__Excerpt to read__
▶

If default GDF is not sufficient to reduce the force error of sparsely sampled training points, One can use scale function to increase the effect of GDF. In scale function, $$b$$ controls the decaying rate for low $$\rho(\mathbf{G})^{-1}$$ and $$c$$ separates highly concentrated and sparsely sampled training points. To use the scale function, add following lines to the symmetry_function section in input.yaml.

#symmetry_function:
weight_modifier:
type: modified sigmoid
params:
Si:
b: 0.02
c: 3500.
O:
b: 0.02
c: 10000.


For our experience, $$b=1.0$$ and automatically selected $$c$$ shows reasonable results. To check the effect of scale function, use the following script for visualizing the force error distribution according to $$\rho(\mathbf{G})^{-1}$$. In the script below, test_result_noscale is the test result file from the training without scale function and test_result_wscale is the test result file from the training with scale function.

from simple_nn.utils import graph as grp

grp.plot_error_vs_gdfinv(['Si','O'], 'test_result_noscale', 'test_result_wscale')


## Uncertainty Estimation¶

Replica ensemble [2] is used to estimate the atomic-resolution uncertainty. Please read above paper for details. We recommend you to make independent directories for each step

Note

Before following steps, you have prepared *.pickle in path/data/. If not, please run with below options first.

#input.yaml
generate_feature: true
preprocess: false
train_model: false

symmetry_function:
remain_pickle: true (default: false)


### Step 1. Extract the atomic energy¶

Extract the atomic energy that will be used for reference of replicas. Make test_list as described in Potential test and prepare the potential_saved

#input.yaml
generate_feature: false
preprocess: false
train_model: true

neural_network:
NNP_to_pickle: true
test: false
train: false
continue: true (or weights)

◀

__Data shown__
▶

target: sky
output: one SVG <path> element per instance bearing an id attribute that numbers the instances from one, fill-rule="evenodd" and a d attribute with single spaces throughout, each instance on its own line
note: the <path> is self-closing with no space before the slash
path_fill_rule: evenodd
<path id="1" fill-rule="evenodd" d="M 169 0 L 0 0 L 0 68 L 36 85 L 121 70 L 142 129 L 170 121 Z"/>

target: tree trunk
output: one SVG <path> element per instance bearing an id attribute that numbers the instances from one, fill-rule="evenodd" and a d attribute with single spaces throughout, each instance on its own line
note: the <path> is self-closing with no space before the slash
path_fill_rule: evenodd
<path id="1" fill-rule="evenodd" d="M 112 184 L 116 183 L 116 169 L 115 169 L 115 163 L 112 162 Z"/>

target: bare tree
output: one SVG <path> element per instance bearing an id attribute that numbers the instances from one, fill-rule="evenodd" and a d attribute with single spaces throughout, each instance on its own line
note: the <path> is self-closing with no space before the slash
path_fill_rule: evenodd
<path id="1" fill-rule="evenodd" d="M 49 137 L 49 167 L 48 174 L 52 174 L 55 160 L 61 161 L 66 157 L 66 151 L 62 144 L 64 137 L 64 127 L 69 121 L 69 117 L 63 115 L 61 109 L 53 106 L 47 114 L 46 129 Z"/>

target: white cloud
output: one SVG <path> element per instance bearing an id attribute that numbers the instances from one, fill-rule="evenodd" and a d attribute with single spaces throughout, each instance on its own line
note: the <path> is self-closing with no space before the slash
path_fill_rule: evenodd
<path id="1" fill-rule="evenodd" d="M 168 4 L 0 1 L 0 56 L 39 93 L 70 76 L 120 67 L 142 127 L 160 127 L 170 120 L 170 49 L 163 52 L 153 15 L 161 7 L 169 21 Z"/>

◀

__Your objective__
Continue the neural network potential excerpt from the point where it stops. The records come from a source other than the neural network potential excerpt.

__Written answer__
### Step 2. Write the data into tfrecord¶

Convert *.pickles into tfrecord to feed input data during training

#input.yaml
generate_feature: false
preprocess: true
train_model: false

symmetry_function:
add_NNP_ref: true
continue: true


### Step 3. Train with atomic energy¶

Train model with atomic energy only to speed up (use_force and use_stress are false). Choose a suitable the number of nodes and standard deviation of initial weight. Repeat this step several times by changing the number of nodes.

#input.yaml
generate_feature: false
preprocess: false
train_model: true

neural_network:
NNP_to_pickle: false
use_force: false
use_stress: false
nodes: (user's choice)
test: false
train: true
continue: false
E_loss: 3
weight_initializer:
params:
stddev: (user's choice)

symmetry_function:
add_NNP_ref: true
continue: true


### Step 4. Molecular dynamics¶

Note

Before this step, you have to compile your LAMMPS with pair_nn_replica.cpp and pair_nn_replica.h.

LAMMPS can calculate the atomic uncertainty through standard deviation of atomic energies. Because our NNP do not deal with charged system, atomic uncertainty can be written as atomic charge. Prepare your data file as charge format and please modify your LAMMPS input as below example.

atom_style  charge
pair_style  nn/r (# of replica potentials)
pair_coeff  * * (reference potential) (element1) (element2) ... &
(replica potential_#1) &
(replica_potential_#2) &
...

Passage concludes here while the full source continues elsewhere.